DATASET ENTRIES.
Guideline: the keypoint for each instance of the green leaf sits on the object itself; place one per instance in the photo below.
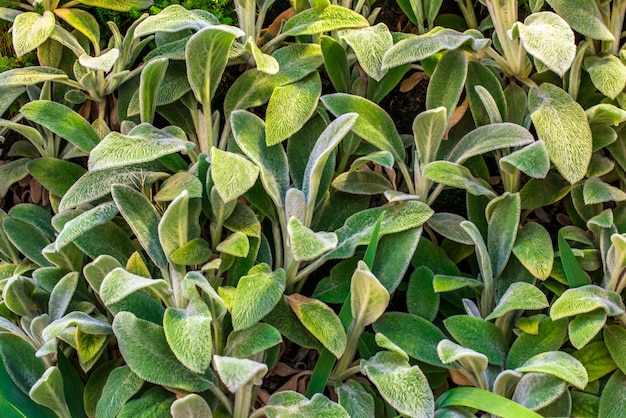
(615, 340)
(30, 30)
(63, 121)
(30, 76)
(265, 63)
(503, 221)
(142, 218)
(456, 175)
(547, 37)
(429, 128)
(285, 320)
(299, 100)
(79, 225)
(586, 299)
(54, 174)
(584, 327)
(15, 403)
(20, 361)
(255, 339)
(336, 63)
(308, 245)
(237, 244)
(155, 402)
(416, 336)
(119, 283)
(97, 184)
(447, 82)
(174, 227)
(607, 73)
(174, 18)
(256, 295)
(28, 239)
(315, 20)
(121, 385)
(519, 296)
(468, 359)
(478, 335)
(597, 360)
(370, 44)
(188, 333)
(421, 299)
(357, 402)
(368, 298)
(145, 349)
(532, 160)
(486, 401)
(11, 173)
(104, 62)
(89, 348)
(405, 387)
(561, 125)
(533, 248)
(538, 390)
(597, 191)
(612, 403)
(236, 372)
(559, 364)
(190, 406)
(489, 138)
(61, 295)
(196, 251)
(373, 124)
(319, 156)
(358, 228)
(48, 391)
(321, 321)
(232, 174)
(584, 17)
(143, 143)
(78, 319)
(249, 133)
(206, 55)
(81, 20)
(550, 337)
(417, 48)
(151, 78)
(290, 404)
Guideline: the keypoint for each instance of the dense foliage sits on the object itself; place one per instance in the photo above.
(220, 194)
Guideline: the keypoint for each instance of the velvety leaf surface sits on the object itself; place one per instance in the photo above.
(416, 336)
(403, 386)
(145, 349)
(357, 402)
(317, 20)
(236, 372)
(321, 321)
(30, 30)
(121, 385)
(561, 125)
(370, 45)
(188, 333)
(256, 295)
(533, 248)
(478, 335)
(143, 143)
(289, 404)
(298, 100)
(232, 174)
(559, 364)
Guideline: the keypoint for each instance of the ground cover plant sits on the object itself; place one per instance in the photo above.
(240, 223)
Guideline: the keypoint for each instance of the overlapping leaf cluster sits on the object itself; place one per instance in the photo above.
(190, 216)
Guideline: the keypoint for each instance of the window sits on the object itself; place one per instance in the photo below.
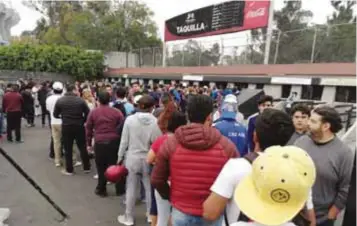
(311, 92)
(286, 89)
(345, 94)
(241, 86)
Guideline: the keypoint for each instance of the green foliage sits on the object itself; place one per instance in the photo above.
(73, 61)
(96, 25)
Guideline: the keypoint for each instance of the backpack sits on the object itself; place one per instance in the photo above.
(299, 219)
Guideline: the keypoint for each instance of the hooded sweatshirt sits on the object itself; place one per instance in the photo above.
(192, 158)
(139, 132)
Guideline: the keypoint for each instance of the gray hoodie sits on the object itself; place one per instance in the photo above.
(139, 132)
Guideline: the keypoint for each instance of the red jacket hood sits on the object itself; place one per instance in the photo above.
(197, 136)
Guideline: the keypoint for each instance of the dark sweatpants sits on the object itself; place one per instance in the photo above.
(13, 121)
(106, 154)
(71, 133)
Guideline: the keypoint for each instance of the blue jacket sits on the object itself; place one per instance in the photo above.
(251, 129)
(233, 130)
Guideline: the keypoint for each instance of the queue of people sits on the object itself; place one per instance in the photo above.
(194, 166)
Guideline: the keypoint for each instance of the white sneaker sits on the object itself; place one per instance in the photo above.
(76, 164)
(126, 220)
(64, 172)
(4, 214)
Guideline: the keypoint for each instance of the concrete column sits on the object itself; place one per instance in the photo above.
(273, 90)
(328, 94)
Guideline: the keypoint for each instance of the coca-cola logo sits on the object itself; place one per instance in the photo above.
(256, 13)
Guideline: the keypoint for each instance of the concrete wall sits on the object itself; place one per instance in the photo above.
(12, 76)
(121, 59)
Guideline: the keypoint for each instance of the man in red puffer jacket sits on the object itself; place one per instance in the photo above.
(192, 159)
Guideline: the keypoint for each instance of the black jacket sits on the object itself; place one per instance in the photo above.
(72, 109)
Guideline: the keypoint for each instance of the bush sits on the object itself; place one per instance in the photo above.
(76, 62)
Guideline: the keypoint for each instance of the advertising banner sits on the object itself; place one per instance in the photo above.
(226, 17)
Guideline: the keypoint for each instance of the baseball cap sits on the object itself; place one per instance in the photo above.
(230, 98)
(57, 86)
(278, 186)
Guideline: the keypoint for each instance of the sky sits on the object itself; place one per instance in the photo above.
(166, 9)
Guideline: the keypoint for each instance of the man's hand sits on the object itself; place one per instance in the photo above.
(333, 212)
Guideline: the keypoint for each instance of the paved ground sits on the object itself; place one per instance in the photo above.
(73, 194)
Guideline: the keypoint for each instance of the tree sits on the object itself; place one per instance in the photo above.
(79, 63)
(337, 42)
(290, 34)
(194, 54)
(101, 25)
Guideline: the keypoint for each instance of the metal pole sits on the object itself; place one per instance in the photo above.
(277, 47)
(269, 32)
(164, 55)
(313, 47)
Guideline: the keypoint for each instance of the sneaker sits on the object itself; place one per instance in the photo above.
(64, 172)
(76, 164)
(126, 220)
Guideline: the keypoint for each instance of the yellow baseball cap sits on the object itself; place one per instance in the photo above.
(278, 186)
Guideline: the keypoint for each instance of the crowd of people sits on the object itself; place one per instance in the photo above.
(190, 154)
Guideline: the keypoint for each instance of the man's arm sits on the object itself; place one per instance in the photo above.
(57, 110)
(89, 129)
(345, 172)
(124, 141)
(161, 171)
(222, 191)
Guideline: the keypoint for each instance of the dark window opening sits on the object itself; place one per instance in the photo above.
(241, 86)
(313, 92)
(345, 94)
(259, 86)
(286, 89)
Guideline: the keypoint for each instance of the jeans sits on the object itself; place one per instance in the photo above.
(182, 219)
(71, 133)
(14, 123)
(138, 170)
(163, 210)
(106, 154)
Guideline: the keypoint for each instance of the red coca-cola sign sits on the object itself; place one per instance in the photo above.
(226, 17)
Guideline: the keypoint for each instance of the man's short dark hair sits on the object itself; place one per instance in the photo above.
(303, 108)
(199, 107)
(104, 98)
(166, 98)
(330, 115)
(121, 92)
(273, 127)
(71, 88)
(146, 102)
(265, 98)
(177, 119)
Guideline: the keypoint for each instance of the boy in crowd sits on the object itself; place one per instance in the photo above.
(277, 188)
(300, 114)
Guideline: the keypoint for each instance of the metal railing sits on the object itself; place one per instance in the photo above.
(317, 44)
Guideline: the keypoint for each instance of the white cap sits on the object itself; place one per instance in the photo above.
(57, 86)
(137, 98)
(230, 98)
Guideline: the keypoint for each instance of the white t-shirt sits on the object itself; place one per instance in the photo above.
(50, 106)
(229, 177)
(240, 223)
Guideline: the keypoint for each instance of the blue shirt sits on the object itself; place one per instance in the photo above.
(233, 130)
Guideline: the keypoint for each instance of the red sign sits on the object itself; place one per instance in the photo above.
(227, 17)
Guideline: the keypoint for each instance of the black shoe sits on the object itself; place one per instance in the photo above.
(101, 193)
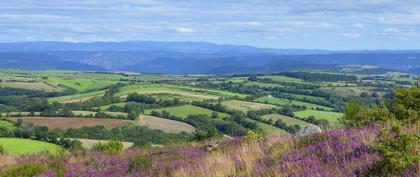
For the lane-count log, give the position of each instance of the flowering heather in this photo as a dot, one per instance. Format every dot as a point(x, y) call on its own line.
point(341, 152)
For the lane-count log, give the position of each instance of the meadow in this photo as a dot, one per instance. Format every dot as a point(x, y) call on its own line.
point(332, 117)
point(245, 105)
point(165, 125)
point(18, 146)
point(286, 119)
point(65, 123)
point(284, 102)
point(186, 110)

TRY IT. Leaving the pictures out, output all of the listing exactly.

RESPONSE BELOW.
Guideline: the keypoint for each instance of the green leaf sits on the object itself; place one per instance in the photo below.
(615, 340)
(30, 30)
(63, 121)
(30, 76)
(265, 63)
(503, 221)
(142, 218)
(456, 175)
(547, 37)
(429, 128)
(285, 320)
(299, 100)
(79, 225)
(586, 299)
(54, 174)
(584, 327)
(15, 403)
(20, 361)
(255, 339)
(336, 63)
(308, 245)
(237, 244)
(155, 402)
(416, 336)
(119, 283)
(97, 184)
(447, 82)
(174, 227)
(607, 73)
(174, 18)
(256, 295)
(28, 239)
(315, 20)
(121, 385)
(519, 296)
(468, 359)
(478, 335)
(597, 360)
(370, 44)
(188, 333)
(421, 299)
(357, 402)
(368, 298)
(145, 349)
(532, 160)
(486, 401)
(11, 173)
(104, 62)
(89, 348)
(405, 387)
(561, 125)
(533, 248)
(538, 390)
(597, 191)
(612, 403)
(236, 372)
(559, 364)
(190, 406)
(489, 138)
(61, 295)
(196, 251)
(373, 124)
(319, 156)
(358, 228)
(48, 391)
(321, 321)
(232, 174)
(584, 17)
(143, 143)
(78, 319)
(249, 133)
(206, 55)
(81, 20)
(550, 337)
(417, 48)
(151, 78)
(290, 404)
Guideline: the keypoint for each instance of the dense foliage sits on the object itself; place one per instance in the photo above.
(220, 194)
Guideline: the keypoint for each instance of the velvety leaf surface sits on the object itself; place one per instance in the photo above.
(416, 336)
(403, 386)
(145, 349)
(357, 402)
(317, 20)
(236, 372)
(321, 321)
(30, 30)
(121, 385)
(561, 125)
(370, 45)
(188, 333)
(256, 295)
(533, 248)
(478, 335)
(143, 143)
(289, 404)
(298, 100)
(232, 174)
(559, 364)
Guideline: the keypoint for each instance of the ground cover plant sits on the object itself; place one per instance in the photo above.
(240, 223)
Guideline: the keypoint for each instance of the overlapping leaf cluster sits on the object itself; place one per instance in the photo above.
(190, 216)
Guideline: the keypoint for each instance of the window sits on the object itself; place one per instance in the photo below.
(311, 92)
(286, 89)
(345, 94)
(241, 86)
Guideline: the keypoint for each instance of the green foliage sits on the object itself; place one per instance in the photo above.
(73, 61)
(96, 25)
Guideline: the keypoint for each instance of the backpack sits on the object itself; place one per instance in the photo above.
(299, 219)
Guideline: the keypoint for each instance of the hooded sweatshirt sits on the object itself; place one per instance in the photo above.
(192, 158)
(139, 132)
Guideline: the keypoint for each instance of the gray hoodie sits on the object itself; place one per instance in the photo above.
(139, 132)
Guideline: the keypoint for each instance of the red jacket hood sits on the object itself; place one per instance in the photo above.
(197, 136)
Guideline: the keypoint for each instance of the dark sweatpants sits on the object itself; place one per instance in the photo above.
(13, 121)
(106, 154)
(71, 133)
Guideline: the keypoint for each instance of the blue jacket sits on the object itself; place one per instance in the photo above.
(251, 129)
(233, 130)
Guideline: the keypoint for each instance of the queue of people sits on the object itself; place one per instance in the photo above.
(194, 166)
Guideline: the keypoint for each instance of the white sneaker sits on the object itself; place one per instance in the photo above.
(76, 164)
(126, 220)
(64, 172)
(4, 214)
Guideline: the keypoint for each instance of the concrete column sits on the object itself; place one per instance in the photo above.
(273, 90)
(328, 94)
Guideline: the keypoint for each instance of the coca-cola logo sits on the object itself; place one per instance in the photo above.
(256, 13)
Guideline: the keypoint for each instance of the concrete wall sits on the object itself; place one per instance in the photo above.
(12, 76)
(121, 59)
Guideline: the keypoint for each instance of the man in red puffer jacket sits on the object itself; place one per instance in the photo above.
(192, 159)
Guideline: the keypoint for each instance of the black jacket sits on the object itself; place one per instance in the photo above.
(72, 109)
Guideline: the keypoint for each instance of the bush sits on the object itself; place one per instance in the photo above.
(76, 62)
Guideline: the keypoint for each instance of the advertising banner sits on the object itself; place one per instance in the photo above.
(226, 17)
Guideline: the keypoint for each instance of the baseball cap sits on the object itself; place one per instance in the photo above.
(230, 98)
(57, 86)
(278, 186)
Guideline: the keypoint for each instance of the sky sits on the object itself; place one per instance in the photo above.
(166, 9)
Guideline: the keypoint for each instance of the man's hand sits on the object itself; place one per instance in the photo above.
(333, 212)
Guideline: the keypoint for each instance of the paved ground sits on the object itself; place one per instance in the photo above.
(73, 194)
Guideline: the keypoint for each instance of the tree sits on the object itself; place one per instance in the photo above.
(79, 63)
(337, 42)
(290, 34)
(194, 54)
(101, 25)
Guideline: the keypoint for each instance of the metal pole sits on the object itself; place one per instance in the photo above.
(277, 47)
(269, 32)
(164, 55)
(313, 47)
Guideline: the keypoint for each instance of the sneaker sits on the object itself; place one per instance in the photo above.
(64, 172)
(76, 164)
(126, 220)
Guideline: the keypoint for each instance of the yellow baseball cap sits on the object itself; place one per instance in the photo above.
(278, 186)
Guideline: the keypoint for each instance of the crowd of people sits on the object itself; place one per instance in the photo above.
(190, 154)
Guideline: the keypoint for each instance of the man's arm sits on the object itself; place one per instance in the photo above.
(57, 110)
(89, 129)
(345, 172)
(124, 141)
(161, 171)
(222, 191)
Guideline: the keypoint for each instance of the dark window opening sits on the object itself; place one per instance in the photo above.
(241, 86)
(313, 92)
(345, 94)
(259, 86)
(286, 89)
Guideline: the keypoint for each instance of the jeans sits on the object itself; place one per instance in the photo above.
(182, 219)
(71, 133)
(14, 123)
(138, 170)
(163, 210)
(106, 154)
Guideline: the keypoint for each instance of the red coca-cola sign sits on the object itself; place one per instance in the photo above.
(226, 17)
Guideline: the keypoint for each instance of the man's short dark hair sits on the object itself; place one per instance in the photo above.
(303, 108)
(199, 107)
(104, 98)
(166, 98)
(330, 115)
(121, 92)
(273, 127)
(71, 88)
(146, 102)
(265, 98)
(177, 119)
Guideline: the keypoint for each instance of the boy in crowd sits on the object itself; place one per instance in the photo above.
(277, 188)
(300, 114)
Guideline: the keypoint for each instance of the metal railing sits on the object itself; place one per instance in the photo above.
(317, 44)
Guideline: the keypoint for each instance of the white cap sits on the object itself; place one per instance in the photo above.
(57, 86)
(137, 98)
(230, 98)
Guideline: the keypoint for each instance of the white t-shirt sits on the object itself; place one per instance in the photo above.
(50, 106)
(229, 177)
(240, 223)
Guideline: the keypoint for each instance of the blue shirt sits on the object itself; place one per instance in the photo above.
(233, 130)
Guideline: the keypoint for each instance of the red sign sits on the object itself; place one per instance in the photo above.
(227, 17)
Guideline: the keypoint for each instance of the black shoe sits on the object itself; place one per instance in the photo above.
(101, 193)
For the lane-count log, give the position of each instance of the flowering heather in this photo as a dot, one per instance. Format every dot as a point(x, y) call on its own line.
point(341, 152)
For the lane-count log, give the position of each instance of the meadow in this photo as a dot, one per instance. Format every dot as a point(x, y) call on its own line.
point(332, 117)
point(245, 105)
point(165, 125)
point(18, 146)
point(286, 119)
point(65, 123)
point(284, 102)
point(186, 110)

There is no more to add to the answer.